• [EXERCISE DETAILS]: Rewrite the records, swapping every "instance" for "object" and changing nothing else. Omit the pictures from your answer.

***

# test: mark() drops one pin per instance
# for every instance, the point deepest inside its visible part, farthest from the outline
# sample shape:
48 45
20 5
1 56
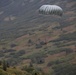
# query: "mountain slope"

***

• [REPLY]:
# test: mark() drops one pin per object
# for every object, the point deepest inside its visible part, farthest from the outline
# sample shape:
48 45
20 5
1 56
# query: "mountain slope"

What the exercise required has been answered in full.